[What this task involves] Extract the complete data exactly as given.

--- START OF Stored rows ---

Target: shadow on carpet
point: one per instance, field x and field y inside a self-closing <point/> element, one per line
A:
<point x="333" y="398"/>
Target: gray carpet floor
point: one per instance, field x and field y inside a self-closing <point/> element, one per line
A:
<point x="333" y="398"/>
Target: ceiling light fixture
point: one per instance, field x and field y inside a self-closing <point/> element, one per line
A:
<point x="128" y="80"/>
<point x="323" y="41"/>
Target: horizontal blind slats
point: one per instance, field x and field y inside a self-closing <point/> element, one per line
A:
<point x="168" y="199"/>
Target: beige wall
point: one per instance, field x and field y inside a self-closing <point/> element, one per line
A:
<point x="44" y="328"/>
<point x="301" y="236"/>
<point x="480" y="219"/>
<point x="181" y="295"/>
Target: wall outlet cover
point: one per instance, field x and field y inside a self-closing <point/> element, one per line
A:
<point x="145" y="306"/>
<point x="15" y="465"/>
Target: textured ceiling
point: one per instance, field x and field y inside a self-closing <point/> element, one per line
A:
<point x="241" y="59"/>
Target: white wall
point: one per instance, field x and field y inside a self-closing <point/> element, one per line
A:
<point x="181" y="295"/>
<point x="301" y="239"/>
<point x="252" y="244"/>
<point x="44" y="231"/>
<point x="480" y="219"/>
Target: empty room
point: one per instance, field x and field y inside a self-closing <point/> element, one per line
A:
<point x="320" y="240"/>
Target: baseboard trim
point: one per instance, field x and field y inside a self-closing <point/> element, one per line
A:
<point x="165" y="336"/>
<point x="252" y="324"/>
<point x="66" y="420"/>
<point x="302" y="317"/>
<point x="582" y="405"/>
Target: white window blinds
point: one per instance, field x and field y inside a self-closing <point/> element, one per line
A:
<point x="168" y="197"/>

--- END OF Stored rows ---

[Response to this task]
Target: shadow on carpet
point: one per instance, field x and field y inside a self-closing <point/> element, one per line
A:
<point x="333" y="398"/>
Target: gray carpet floor
point: one per instance, field x and field y inside a self-closing <point/> element, one per line
A:
<point x="333" y="398"/>
Target: ceiling light fixture
point: one per instance, field x and field y inside a self-closing <point/> element, one per line
A:
<point x="128" y="80"/>
<point x="323" y="41"/>
Target: horizontal blind slats
point: one per instance, field x and field y inside a self-closing <point/> element, one per line
A:
<point x="168" y="199"/>
Target: beige wall
point: one per instance, field x and field y inside a self-closing <point/> element, one per line
A:
<point x="44" y="328"/>
<point x="301" y="236"/>
<point x="480" y="219"/>
<point x="181" y="295"/>
Target: wall outlet cover
point: one per instance, field x and field y inside a self-closing <point/> element, one per line
A:
<point x="145" y="306"/>
<point x="15" y="465"/>
Target: textured ceiling
point: one per instance, field x and field y inside a self-closing <point/> element, one per line
A:
<point x="241" y="59"/>
Target: white wall
point: one per instance, field x and field y inside a self-closing <point/> element, one per line
A:
<point x="181" y="295"/>
<point x="301" y="239"/>
<point x="252" y="244"/>
<point x="44" y="231"/>
<point x="480" y="219"/>
Target: empty room
point: one per instance, field x and field y inside a self-closing <point/> element, one per line
A:
<point x="320" y="240"/>
Target: baseboard trim
point: one per instance, field x and field y inside a self-closing <point/> element, one per line
A:
<point x="165" y="336"/>
<point x="252" y="324"/>
<point x="66" y="420"/>
<point x="302" y="317"/>
<point x="582" y="405"/>
Target: white window blinds
point: one per instance, field x and field y inside a self-closing <point/> element, one per line
A:
<point x="168" y="197"/>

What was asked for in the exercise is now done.